■ **Source data**
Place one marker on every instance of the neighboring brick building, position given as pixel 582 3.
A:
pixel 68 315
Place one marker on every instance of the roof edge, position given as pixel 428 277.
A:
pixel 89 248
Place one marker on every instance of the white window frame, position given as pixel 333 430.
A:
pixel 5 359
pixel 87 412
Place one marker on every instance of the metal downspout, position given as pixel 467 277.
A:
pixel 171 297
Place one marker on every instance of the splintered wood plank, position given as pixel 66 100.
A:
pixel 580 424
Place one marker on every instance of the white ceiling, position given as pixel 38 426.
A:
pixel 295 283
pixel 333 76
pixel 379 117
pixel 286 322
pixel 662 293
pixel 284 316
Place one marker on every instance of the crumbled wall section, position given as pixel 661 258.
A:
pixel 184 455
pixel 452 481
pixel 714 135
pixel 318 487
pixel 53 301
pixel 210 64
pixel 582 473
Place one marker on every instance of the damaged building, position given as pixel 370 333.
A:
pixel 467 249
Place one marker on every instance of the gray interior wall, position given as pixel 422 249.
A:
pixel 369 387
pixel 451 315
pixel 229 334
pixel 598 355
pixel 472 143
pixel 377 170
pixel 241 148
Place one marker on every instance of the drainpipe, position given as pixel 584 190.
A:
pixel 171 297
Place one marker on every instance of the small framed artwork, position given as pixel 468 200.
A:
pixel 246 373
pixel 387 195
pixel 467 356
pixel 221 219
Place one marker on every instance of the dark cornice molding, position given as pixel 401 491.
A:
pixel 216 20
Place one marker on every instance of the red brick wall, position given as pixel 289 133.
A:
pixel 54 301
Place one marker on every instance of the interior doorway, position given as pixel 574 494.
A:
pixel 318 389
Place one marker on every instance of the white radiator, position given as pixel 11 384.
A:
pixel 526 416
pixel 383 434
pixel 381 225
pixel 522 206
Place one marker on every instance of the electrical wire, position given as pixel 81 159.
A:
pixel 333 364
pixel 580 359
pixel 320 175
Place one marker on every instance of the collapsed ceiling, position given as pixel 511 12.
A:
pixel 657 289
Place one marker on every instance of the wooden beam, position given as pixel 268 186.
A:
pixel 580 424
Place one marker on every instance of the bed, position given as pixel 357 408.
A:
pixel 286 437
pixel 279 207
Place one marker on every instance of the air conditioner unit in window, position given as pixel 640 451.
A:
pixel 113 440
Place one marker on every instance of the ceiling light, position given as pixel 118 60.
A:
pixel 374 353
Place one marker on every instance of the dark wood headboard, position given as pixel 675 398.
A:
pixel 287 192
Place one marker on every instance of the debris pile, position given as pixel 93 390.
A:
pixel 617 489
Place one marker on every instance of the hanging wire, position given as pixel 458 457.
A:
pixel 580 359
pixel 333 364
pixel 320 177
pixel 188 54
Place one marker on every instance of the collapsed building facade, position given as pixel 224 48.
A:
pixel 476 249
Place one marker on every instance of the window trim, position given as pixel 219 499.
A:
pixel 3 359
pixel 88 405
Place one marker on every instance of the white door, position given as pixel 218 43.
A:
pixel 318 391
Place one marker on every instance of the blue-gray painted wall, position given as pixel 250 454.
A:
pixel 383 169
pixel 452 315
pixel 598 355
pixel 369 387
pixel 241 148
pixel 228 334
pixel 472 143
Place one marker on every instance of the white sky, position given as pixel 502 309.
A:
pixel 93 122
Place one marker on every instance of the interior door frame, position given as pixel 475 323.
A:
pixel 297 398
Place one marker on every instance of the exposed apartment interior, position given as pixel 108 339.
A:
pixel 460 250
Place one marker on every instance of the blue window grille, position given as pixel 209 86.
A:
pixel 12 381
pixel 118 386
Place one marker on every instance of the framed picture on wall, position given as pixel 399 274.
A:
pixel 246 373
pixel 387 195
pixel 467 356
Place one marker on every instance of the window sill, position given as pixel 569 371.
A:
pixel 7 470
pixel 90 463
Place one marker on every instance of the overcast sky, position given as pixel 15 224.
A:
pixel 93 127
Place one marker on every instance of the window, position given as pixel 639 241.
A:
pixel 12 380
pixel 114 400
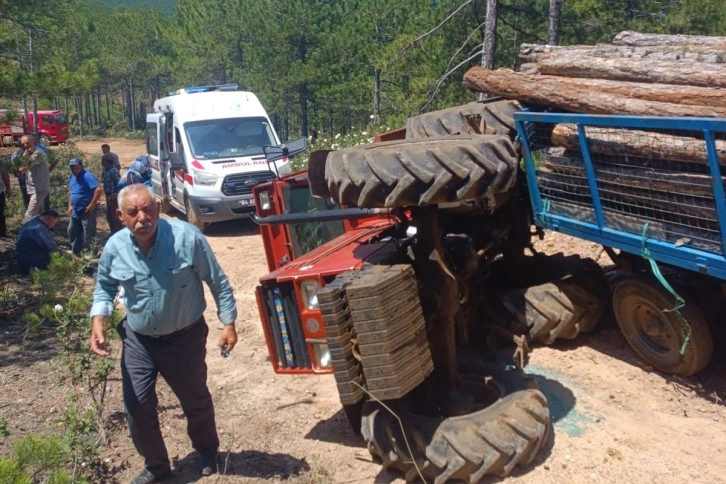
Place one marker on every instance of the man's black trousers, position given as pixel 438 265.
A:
pixel 179 359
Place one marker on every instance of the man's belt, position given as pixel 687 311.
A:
pixel 183 330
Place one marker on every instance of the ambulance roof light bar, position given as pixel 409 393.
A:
pixel 196 89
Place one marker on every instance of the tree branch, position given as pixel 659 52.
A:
pixel 423 36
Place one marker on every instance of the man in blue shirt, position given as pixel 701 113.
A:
pixel 85 191
pixel 35 243
pixel 161 264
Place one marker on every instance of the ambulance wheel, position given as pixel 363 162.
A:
pixel 192 217
pixel 677 342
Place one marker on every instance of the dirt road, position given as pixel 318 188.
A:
pixel 614 420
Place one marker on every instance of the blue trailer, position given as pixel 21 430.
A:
pixel 651 191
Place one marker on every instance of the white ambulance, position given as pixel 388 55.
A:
pixel 206 147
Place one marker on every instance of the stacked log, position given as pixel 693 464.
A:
pixel 660 177
pixel 636 74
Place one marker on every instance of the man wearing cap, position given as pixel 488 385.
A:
pixel 85 191
pixel 31 165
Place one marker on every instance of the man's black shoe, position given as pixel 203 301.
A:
pixel 149 476
pixel 209 464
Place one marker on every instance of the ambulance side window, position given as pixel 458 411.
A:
pixel 179 146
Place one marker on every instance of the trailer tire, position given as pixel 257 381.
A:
pixel 494 116
pixel 563 308
pixel 656 335
pixel 491 441
pixel 423 171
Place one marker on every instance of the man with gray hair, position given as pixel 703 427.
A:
pixel 161 265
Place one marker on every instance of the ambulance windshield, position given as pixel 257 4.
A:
pixel 229 137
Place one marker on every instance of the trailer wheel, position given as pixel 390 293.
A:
pixel 192 217
pixel 422 171
pixel 508 429
pixel 488 117
pixel 569 304
pixel 641 306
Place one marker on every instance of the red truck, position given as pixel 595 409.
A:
pixel 12 127
pixel 52 126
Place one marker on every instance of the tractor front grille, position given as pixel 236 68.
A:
pixel 286 326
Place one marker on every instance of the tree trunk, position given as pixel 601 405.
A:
pixel 108 104
pixel 79 110
pixel 586 96
pixel 645 144
pixel 635 176
pixel 644 40
pixel 376 97
pixel 489 42
pixel 667 93
pixel 553 31
pixel 638 70
pixel 132 104
pixel 303 110
pixel 690 53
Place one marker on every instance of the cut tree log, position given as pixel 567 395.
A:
pixel 689 53
pixel 625 199
pixel 640 39
pixel 637 70
pixel 554 91
pixel 625 172
pixel 646 144
pixel 667 93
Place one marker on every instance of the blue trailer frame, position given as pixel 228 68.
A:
pixel 595 225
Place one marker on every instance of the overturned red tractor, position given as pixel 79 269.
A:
pixel 421 295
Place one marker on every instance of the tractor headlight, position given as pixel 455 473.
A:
pixel 309 291
pixel 322 354
pixel 265 201
pixel 202 178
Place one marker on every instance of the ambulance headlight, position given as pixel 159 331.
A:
pixel 203 178
pixel 309 291
pixel 265 201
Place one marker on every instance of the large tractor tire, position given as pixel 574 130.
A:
pixel 643 310
pixel 423 171
pixel 509 428
pixel 487 117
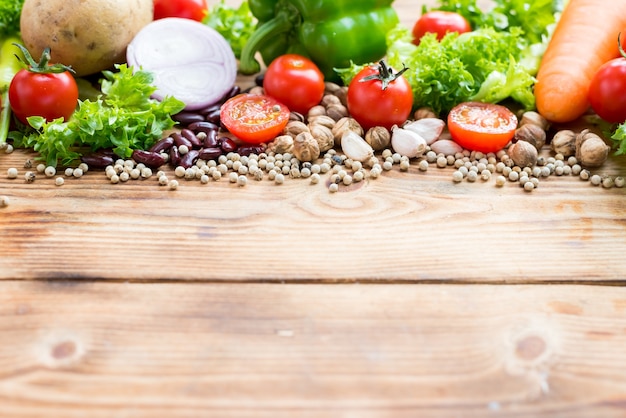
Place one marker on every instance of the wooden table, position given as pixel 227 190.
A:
pixel 404 296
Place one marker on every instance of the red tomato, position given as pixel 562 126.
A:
pixel 188 9
pixel 254 118
pixel 49 95
pixel 439 22
pixel 607 91
pixel 481 127
pixel 295 81
pixel 372 104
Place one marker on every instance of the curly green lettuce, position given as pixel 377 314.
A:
pixel 123 118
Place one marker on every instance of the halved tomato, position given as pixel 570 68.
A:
pixel 484 127
pixel 254 118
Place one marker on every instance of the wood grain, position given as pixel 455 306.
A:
pixel 405 226
pixel 110 349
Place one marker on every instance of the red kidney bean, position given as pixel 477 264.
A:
pixel 246 150
pixel 210 108
pixel 213 116
pixel 180 140
pixel 211 140
pixel 191 137
pixel 189 159
pixel 203 126
pixel 97 159
pixel 228 145
pixel 235 90
pixel 149 158
pixel 210 153
pixel 174 156
pixel 163 145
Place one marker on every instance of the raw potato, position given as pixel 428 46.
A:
pixel 89 35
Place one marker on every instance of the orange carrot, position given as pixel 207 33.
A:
pixel 585 38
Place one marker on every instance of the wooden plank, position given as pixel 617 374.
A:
pixel 110 349
pixel 406 226
pixel 410 226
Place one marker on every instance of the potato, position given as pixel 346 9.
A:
pixel 88 35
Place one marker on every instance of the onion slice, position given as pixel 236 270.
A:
pixel 189 60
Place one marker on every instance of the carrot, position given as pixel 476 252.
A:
pixel 585 38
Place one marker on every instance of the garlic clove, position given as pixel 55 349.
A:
pixel 428 128
pixel 407 142
pixel 355 147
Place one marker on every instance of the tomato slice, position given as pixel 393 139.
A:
pixel 484 127
pixel 254 118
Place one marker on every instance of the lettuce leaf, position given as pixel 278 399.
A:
pixel 124 118
pixel 483 65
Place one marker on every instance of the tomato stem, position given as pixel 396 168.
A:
pixel 43 66
pixel 385 74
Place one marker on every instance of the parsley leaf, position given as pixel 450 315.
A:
pixel 123 118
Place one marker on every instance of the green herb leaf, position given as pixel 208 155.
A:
pixel 236 25
pixel 124 118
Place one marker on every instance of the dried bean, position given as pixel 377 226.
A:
pixel 211 139
pixel 180 140
pixel 246 150
pixel 185 118
pixel 148 158
pixel 203 126
pixel 235 90
pixel 210 153
pixel 191 137
pixel 210 109
pixel 163 145
pixel 174 156
pixel 213 116
pixel 97 160
pixel 189 159
pixel 228 145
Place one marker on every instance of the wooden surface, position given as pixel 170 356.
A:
pixel 404 296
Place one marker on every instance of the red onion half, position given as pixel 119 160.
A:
pixel 190 61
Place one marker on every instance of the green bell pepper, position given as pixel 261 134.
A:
pixel 332 33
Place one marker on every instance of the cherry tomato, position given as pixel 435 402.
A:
pixel 607 91
pixel 371 104
pixel 49 95
pixel 295 81
pixel 439 22
pixel 188 9
pixel 254 118
pixel 481 127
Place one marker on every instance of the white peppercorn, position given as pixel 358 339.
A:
pixel 12 173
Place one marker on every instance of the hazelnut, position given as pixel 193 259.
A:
pixel 523 154
pixel 295 127
pixel 323 135
pixel 564 142
pixel 424 112
pixel 378 137
pixel 305 147
pixel 337 111
pixel 346 124
pixel 281 144
pixel 532 134
pixel 322 120
pixel 591 150
pixel 318 110
pixel 533 118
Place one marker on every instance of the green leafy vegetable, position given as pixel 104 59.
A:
pixel 481 65
pixel 534 18
pixel 10 11
pixel 124 118
pixel 236 25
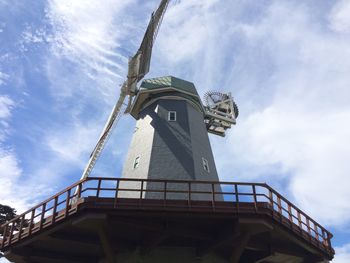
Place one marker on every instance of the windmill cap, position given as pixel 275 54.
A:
pixel 165 87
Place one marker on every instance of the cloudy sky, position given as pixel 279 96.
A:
pixel 287 63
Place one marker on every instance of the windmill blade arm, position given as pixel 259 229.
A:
pixel 139 64
pixel 113 118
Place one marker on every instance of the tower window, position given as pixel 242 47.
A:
pixel 172 116
pixel 205 165
pixel 136 162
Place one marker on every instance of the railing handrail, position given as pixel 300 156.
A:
pixel 44 202
pixel 325 234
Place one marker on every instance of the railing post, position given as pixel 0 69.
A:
pixel 237 198
pixel 255 199
pixel 290 215
pixel 54 210
pixel 42 217
pixel 98 188
pixel 141 191
pixel 4 233
pixel 189 194
pixel 213 195
pixel 271 199
pixel 308 228
pixel 21 227
pixel 116 193
pixel 300 223
pixel 165 191
pixel 11 233
pixel 79 190
pixel 279 208
pixel 316 232
pixel 31 222
pixel 68 202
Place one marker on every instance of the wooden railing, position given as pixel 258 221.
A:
pixel 216 194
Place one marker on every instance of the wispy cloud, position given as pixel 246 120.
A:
pixel 342 254
pixel 339 17
pixel 290 79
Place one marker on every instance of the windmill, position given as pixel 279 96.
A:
pixel 168 205
pixel 139 66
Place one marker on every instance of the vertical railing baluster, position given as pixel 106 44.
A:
pixel 290 215
pixel 141 191
pixel 300 223
pixel 309 228
pixel 316 231
pixel 68 203
pixel 213 196
pixel 279 204
pixel 11 233
pixel 237 198
pixel 255 199
pixel 189 194
pixel 79 190
pixel 116 193
pixel 21 227
pixel 31 222
pixel 54 211
pixel 4 235
pixel 42 217
pixel 165 192
pixel 98 187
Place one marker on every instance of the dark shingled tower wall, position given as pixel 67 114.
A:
pixel 166 149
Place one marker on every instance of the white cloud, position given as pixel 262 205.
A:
pixel 3 77
pixel 6 104
pixel 88 34
pixel 342 254
pixel 340 17
pixel 291 81
pixel 16 191
pixel 73 144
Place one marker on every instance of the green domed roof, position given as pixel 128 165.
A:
pixel 165 87
pixel 169 81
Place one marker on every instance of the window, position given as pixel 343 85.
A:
pixel 136 162
pixel 172 116
pixel 205 165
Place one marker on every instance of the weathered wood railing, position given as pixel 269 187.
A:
pixel 65 203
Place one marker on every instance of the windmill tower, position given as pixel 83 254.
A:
pixel 170 140
pixel 168 205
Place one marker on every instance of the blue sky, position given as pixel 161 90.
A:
pixel 287 64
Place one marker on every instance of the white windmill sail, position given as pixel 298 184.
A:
pixel 139 66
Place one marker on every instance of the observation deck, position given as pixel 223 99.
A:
pixel 244 222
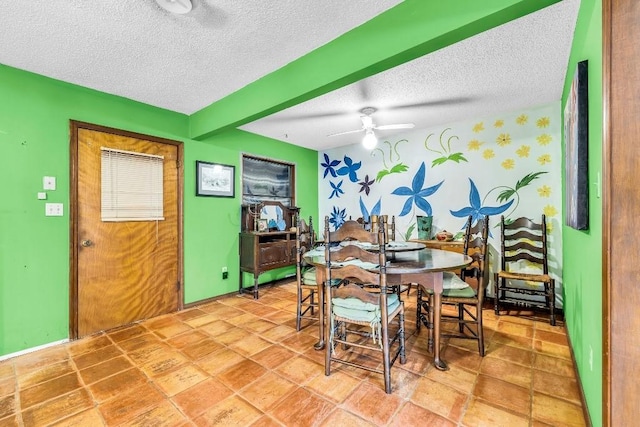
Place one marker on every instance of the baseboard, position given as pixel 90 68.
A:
pixel 32 349
pixel 585 410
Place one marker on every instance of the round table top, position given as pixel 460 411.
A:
pixel 419 260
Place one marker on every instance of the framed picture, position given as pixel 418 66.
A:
pixel 216 180
pixel 576 132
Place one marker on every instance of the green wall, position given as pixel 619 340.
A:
pixel 34 249
pixel 583 249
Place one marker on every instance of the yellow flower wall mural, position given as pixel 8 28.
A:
pixel 543 122
pixel 478 127
pixel 503 139
pixel 523 151
pixel 544 139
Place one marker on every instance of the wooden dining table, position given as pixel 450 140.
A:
pixel 409 262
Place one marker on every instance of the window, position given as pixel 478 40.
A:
pixel 132 187
pixel 265 179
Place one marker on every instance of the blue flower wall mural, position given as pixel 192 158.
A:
pixel 329 166
pixel 374 211
pixel 337 189
pixel 475 208
pixel 337 217
pixel 416 194
pixel 350 169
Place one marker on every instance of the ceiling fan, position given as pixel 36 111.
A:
pixel 368 126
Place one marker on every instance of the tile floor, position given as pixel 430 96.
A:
pixel 236 361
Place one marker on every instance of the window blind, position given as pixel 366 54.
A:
pixel 132 186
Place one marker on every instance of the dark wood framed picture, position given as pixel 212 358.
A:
pixel 215 180
pixel 576 133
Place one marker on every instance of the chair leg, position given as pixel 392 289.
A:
pixel 552 285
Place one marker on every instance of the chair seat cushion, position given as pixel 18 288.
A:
pixel 357 310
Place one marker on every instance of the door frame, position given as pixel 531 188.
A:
pixel 74 245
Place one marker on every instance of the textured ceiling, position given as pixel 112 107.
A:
pixel 135 49
pixel 517 65
pixel 183 63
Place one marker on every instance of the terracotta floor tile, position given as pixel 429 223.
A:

■ **What is required**
Among the entries above, which lines include "lettuce"? List them all.

■ **Response for this exercise**
Place one marker on every instance of the curly green lettuce, position given as pixel 377 314.
Place one marker on every instance of the lettuce leaf, position given as pixel 278 399.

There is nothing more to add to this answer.